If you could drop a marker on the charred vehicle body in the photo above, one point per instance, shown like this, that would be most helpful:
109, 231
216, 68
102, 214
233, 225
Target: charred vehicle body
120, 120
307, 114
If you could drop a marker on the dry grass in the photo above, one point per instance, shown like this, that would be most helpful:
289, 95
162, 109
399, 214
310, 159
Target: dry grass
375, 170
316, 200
...
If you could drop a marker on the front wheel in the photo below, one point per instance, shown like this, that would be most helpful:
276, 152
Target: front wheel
...
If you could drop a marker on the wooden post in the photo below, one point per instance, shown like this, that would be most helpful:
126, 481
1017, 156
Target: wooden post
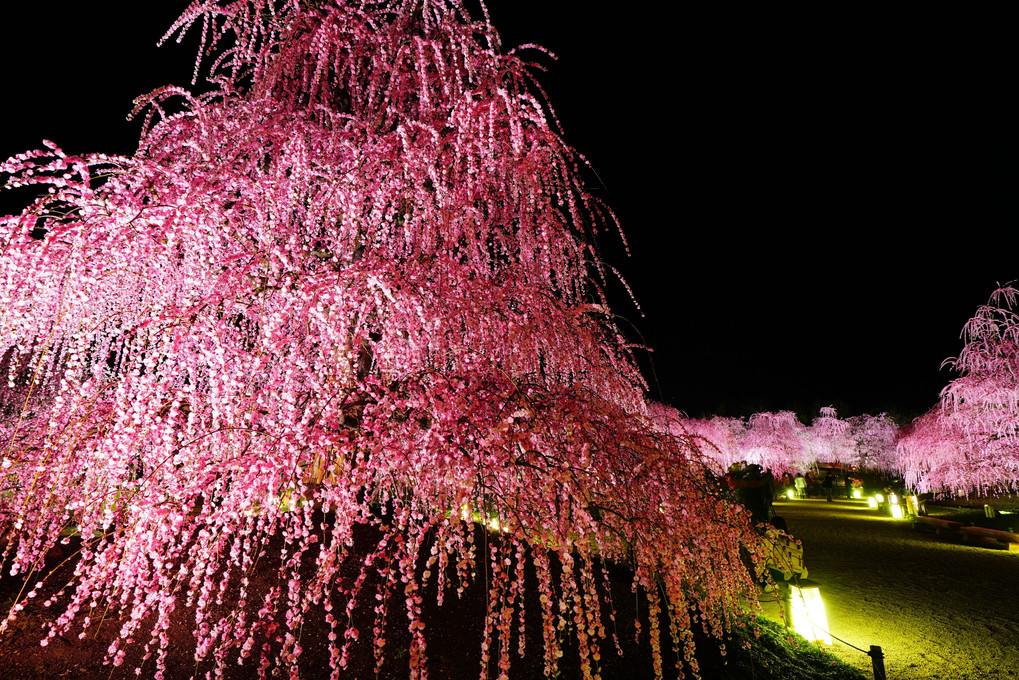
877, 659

> [Work order]:
The lines to return are those in the entries above that include "front".

> [Written reply]:
If you could drop a marker on the front wheel in the photo below, one point per instance, shown like this, that would be most helpful:
Target: front wheel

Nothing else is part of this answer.